An update: life, running and injuries
2017 was a bit of a flop for me.
Everybody warned me about the post-adventure blues when I finished the coast, back in August 2016, but I guess I didn’t think they would happen to me. I was happy to be finished, ready to be living normal life again, to have friends and my own bed and a job that paid me each month. And when they did come, it wasn’t in the way I expected. It wasn’t a big, crashing low - instead it was motivation slipping away, negativity creeping in, a fog slowly descending. Nothing felt exciting anymore. I was frustrated at my waning fitness, by not being able to run 30 miles at the drop of a hat anymore, but equally I couldn’t be bothered to do anything about it. I would sporadically try and run a long way, just to prove I still could. Inevitably it would hurt a lot and result in a few weeks on the sofa eating too many raspberry Magnums*.
It wasn’t completely terrible though. I guess you get used to feeling in a bit of a fog, to not really being very excited about anything. And it turns out that when you aren’t running or adventuring or, frankly, doing anything productive at all, you have a lot of free time. I spent most of that free time in the pub. There was a lot of beer involved - so much so that we coined ‘Wet July’, the antithesis of Dry January. It was fun, sure, but also wholly unfulfilling. Occasionally I would go and speak at events and I felt like a fraud standing on stage talking all about how amazing it was to complete a big adventure, to give something incomprehensibly huge a try and then not quit on yourself. Since crossing the finish line I had completely and utterly quit on myself, given up on everything that I had set off around the country in order to pursue.
In September I started a new job working on active travel projects for schools. I actually cared about what I was doing at last, I stopped crying at work, started running again and the fog lifted a little. I went to Devon for a few days to run some of my favourite stretches of coast path and then set aside a weekend to finally start working on the book that I kept telling everybody I was working on but, in reality, hadn’t been writing at all. Things were looking up - then I ran a half marathon through a vineyard dressed as a fried egg and crossed the finish line to realise I couldn’t really walk.
When I was still limping a week later I forked out £90 to see a sports physio who told me I had a swollen tiabialis anterior muscle and gave me some exercises to do. A month on it was still no better and I found myself at the St Thomas’s fracture clinic being told my shin bone was weird and thick (scientific term) and that I either had a stress fracture already or was about to get one. The advice was to give up running and play chess instead, ad infinitum.
Back to the sofa. Back to the multi-packs of Magnums.
I think that we can safely say that I didn’t deal with being injured very well. My mum, my flatmate and basically anybody else I came into contact with between September and December can probably testify to this. Rumour has it that I might have been a bit grumpy. I finally wanted to run again and I couldn’t. I couldn’t ride my bike either, which meant a horrible and expensive commute every day. I clocked up three DNS’s over the autumn, including abandoning my dad to tackle alone the ultra I had convinced him it would be great fun to run together. (Without me slowing him down he absolutely smashed it, of course.) I watched along grumpily as my entire social media feed seemed to be having fun outside while I remained on the sofa with the Magnums. It was all very first-world-problems but that didn’t make it any more fun.

(Dataset entries)
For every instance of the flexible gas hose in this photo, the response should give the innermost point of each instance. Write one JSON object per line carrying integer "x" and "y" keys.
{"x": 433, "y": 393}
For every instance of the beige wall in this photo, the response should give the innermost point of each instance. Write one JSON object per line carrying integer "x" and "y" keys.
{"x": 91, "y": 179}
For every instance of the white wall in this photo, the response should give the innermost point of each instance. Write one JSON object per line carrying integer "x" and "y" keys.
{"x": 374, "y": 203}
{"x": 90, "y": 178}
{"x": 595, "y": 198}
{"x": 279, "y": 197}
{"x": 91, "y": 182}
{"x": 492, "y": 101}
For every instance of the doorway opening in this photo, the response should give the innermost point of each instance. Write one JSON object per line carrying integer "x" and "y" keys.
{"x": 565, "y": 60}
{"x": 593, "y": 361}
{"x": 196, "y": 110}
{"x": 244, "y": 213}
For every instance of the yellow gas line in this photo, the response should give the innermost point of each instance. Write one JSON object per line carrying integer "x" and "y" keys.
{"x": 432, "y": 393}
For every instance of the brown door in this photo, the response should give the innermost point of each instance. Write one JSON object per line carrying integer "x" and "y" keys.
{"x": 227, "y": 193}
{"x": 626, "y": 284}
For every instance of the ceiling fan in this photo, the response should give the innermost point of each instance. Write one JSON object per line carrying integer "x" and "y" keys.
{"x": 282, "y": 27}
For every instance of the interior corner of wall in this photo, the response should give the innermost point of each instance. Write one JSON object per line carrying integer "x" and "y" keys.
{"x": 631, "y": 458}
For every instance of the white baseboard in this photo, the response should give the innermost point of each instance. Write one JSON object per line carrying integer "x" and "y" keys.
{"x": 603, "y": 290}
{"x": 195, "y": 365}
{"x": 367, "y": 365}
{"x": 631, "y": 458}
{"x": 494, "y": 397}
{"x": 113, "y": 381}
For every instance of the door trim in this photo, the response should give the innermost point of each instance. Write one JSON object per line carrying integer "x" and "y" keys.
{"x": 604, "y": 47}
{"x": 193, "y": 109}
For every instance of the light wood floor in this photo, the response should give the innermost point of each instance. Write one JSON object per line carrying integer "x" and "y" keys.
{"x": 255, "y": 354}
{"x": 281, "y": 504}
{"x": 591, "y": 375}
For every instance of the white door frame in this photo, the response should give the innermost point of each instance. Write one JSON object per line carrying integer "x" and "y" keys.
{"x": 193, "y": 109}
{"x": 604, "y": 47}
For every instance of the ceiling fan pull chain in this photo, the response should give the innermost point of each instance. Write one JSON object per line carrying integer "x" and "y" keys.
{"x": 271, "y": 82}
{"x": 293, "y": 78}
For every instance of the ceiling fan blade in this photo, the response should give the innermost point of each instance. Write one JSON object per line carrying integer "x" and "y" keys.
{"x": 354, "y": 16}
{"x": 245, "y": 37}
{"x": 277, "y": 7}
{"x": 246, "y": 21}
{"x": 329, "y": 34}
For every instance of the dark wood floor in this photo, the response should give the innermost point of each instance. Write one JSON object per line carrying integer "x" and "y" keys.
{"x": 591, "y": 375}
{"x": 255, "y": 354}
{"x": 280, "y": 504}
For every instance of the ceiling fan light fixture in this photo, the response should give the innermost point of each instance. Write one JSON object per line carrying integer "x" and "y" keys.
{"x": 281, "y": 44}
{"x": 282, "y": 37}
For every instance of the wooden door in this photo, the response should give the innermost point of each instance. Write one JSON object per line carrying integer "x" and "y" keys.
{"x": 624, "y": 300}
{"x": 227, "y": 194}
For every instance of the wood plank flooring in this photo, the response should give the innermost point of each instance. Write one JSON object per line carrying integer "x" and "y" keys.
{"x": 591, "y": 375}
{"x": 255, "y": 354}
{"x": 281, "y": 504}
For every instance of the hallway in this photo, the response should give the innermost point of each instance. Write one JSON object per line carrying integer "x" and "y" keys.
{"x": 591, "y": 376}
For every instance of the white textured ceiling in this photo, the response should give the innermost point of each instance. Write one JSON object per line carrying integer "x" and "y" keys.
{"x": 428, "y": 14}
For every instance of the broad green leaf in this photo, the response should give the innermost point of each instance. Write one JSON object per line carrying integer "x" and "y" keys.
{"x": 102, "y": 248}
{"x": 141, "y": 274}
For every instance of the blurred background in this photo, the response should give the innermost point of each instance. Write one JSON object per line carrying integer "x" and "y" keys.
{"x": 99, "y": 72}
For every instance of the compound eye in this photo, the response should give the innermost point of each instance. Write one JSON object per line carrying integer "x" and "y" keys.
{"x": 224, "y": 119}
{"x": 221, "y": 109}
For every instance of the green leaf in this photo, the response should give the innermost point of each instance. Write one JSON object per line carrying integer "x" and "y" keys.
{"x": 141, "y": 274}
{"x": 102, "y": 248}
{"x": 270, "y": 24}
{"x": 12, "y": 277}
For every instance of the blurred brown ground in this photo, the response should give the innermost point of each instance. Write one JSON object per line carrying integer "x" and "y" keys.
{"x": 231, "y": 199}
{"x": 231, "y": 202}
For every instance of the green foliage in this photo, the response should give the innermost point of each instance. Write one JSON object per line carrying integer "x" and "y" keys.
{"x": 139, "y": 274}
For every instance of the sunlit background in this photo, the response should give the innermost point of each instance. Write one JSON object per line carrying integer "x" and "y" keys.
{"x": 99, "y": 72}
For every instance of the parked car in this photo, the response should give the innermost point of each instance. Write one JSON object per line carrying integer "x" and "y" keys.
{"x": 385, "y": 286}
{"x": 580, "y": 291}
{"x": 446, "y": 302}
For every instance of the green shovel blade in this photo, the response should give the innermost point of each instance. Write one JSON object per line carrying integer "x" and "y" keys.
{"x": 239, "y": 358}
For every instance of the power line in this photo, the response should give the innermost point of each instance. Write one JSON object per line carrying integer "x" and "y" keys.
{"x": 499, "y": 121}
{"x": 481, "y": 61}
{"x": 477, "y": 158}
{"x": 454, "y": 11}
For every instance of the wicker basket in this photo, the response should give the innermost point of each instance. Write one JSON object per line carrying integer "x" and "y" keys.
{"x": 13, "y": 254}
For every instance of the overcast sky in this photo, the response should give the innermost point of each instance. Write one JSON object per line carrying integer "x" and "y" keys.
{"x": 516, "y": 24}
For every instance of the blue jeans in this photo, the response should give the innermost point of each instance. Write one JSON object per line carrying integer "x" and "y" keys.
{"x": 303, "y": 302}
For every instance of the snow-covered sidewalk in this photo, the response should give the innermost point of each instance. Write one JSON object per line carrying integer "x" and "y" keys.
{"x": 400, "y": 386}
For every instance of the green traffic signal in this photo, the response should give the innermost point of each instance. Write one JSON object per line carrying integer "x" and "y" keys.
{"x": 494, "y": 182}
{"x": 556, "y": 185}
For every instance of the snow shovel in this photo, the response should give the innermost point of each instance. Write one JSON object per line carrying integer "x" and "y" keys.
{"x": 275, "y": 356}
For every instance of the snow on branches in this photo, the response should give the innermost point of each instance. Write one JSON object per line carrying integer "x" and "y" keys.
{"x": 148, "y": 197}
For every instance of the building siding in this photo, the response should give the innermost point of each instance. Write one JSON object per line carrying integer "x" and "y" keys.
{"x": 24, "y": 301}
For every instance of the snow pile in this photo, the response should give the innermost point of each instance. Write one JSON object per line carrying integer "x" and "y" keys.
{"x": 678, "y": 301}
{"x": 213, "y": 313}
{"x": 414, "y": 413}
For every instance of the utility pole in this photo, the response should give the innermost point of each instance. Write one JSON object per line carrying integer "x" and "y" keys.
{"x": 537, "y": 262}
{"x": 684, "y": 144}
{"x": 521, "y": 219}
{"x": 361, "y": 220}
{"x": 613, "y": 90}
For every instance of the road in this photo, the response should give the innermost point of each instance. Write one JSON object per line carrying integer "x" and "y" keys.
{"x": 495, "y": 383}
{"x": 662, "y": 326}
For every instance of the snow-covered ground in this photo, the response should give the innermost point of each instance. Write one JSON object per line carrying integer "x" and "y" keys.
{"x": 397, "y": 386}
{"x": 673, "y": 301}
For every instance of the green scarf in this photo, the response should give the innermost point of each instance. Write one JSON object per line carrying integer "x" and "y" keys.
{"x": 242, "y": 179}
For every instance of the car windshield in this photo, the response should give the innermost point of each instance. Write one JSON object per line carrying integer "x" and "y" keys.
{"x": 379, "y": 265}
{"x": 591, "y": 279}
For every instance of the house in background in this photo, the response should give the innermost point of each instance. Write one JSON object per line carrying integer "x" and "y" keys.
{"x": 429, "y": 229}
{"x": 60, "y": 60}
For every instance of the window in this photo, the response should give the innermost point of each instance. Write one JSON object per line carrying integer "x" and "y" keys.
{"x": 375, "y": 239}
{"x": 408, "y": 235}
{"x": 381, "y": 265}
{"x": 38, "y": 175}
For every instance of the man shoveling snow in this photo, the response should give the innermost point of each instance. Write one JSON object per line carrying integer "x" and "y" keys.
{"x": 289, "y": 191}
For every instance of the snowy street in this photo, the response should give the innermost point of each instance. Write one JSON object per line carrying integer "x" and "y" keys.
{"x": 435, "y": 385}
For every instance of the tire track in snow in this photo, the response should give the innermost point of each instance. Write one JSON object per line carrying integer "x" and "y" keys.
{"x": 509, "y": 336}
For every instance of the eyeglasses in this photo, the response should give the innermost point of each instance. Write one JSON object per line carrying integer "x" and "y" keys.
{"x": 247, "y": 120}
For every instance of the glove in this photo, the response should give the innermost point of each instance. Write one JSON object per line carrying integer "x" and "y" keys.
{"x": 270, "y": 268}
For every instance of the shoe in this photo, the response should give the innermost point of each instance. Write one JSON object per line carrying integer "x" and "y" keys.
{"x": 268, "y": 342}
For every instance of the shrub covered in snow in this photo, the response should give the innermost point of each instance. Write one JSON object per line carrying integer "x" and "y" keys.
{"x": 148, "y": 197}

Apply what you read
A. From the post about running and injuries, reproduce the passage between "Back to the sofa." and "any more fun.", inclusive.
B. Answer these questions from the post about running and injuries:
(i) In which month and year did the writer finish the coast?
(ii) How much did the writer pay to see a sports physio?
(iii) What was the writer dressed as while running the half marathon through a vineyard?

Responses in order
A.
Back to the sofa. Back to the multi-packs of Magnums.
I think that we can safely say that I didn’t deal with being injured very well. My mum, my flatmate and basically anybody else I came into contact with between September and December can probably testify to this. Rumour has it that I might have been a bit grumpy. I finally wanted to run again and I couldn’t. I couldn’t ride my bike either, which meant a horrible and expensive commute every day. I clocked up three DNS’s over the autumn, including abandoning my dad to tackle alone the ultra I had convinced him it would be great fun to run together. (Without me slowing him down he absolutely smashed it, of course.) I watched along grumpily as my entire social media feed seemed to be having fun outside while I remained on the sofa with the Magnums. It was all very first-world-problems but that didn’t make it any more fun.

B.
(i) August 2016
(ii) £90
(iii) A fried egg